* **Work request**:
Your reply should consist of the entries, copied exactly and stripped of images.

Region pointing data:
##########

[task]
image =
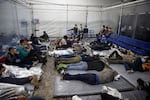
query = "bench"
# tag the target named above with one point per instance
(137, 46)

##########

* **Written reply**:
[task]
image =
query = "bench"
# tag the target named above with one point per instance
(137, 46)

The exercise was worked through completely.